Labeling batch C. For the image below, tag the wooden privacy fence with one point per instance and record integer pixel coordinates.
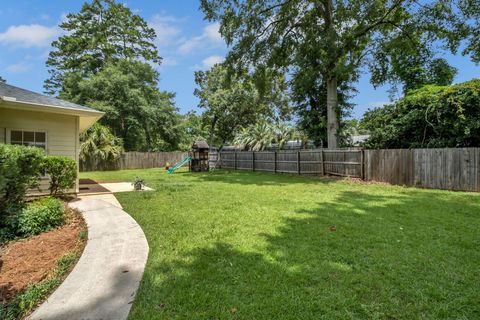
(135, 160)
(336, 162)
(449, 168)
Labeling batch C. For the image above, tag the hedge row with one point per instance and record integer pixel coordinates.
(20, 170)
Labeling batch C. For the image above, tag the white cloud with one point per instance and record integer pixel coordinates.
(169, 62)
(165, 28)
(209, 36)
(378, 104)
(33, 35)
(19, 68)
(209, 62)
(212, 33)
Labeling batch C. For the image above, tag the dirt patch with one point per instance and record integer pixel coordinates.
(31, 260)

━━━━━━

## Short task
Write out all the records above again with "Labeling batch C" switched to "Labeling batch D" and everything else unchanged. Leave the pictures out.

## Answer to this task
Labeling batch D. For the image below, tag the wooden privacy fence with one point per instance and record integer pixel coordinates.
(135, 160)
(336, 162)
(449, 168)
Labeling batch D. For the image above, tag the hedge row with one point per instance and record integer pixel coordinates.
(20, 170)
Labeling batch D. For the image above, tag the white cloud with one point per instance and record integer pixel coordinates.
(169, 62)
(165, 28)
(209, 36)
(378, 104)
(33, 35)
(19, 68)
(209, 62)
(212, 33)
Labeling batch D. For the image above, tag the dirt patch with one point per instance and record integer pixel coordinates.
(31, 260)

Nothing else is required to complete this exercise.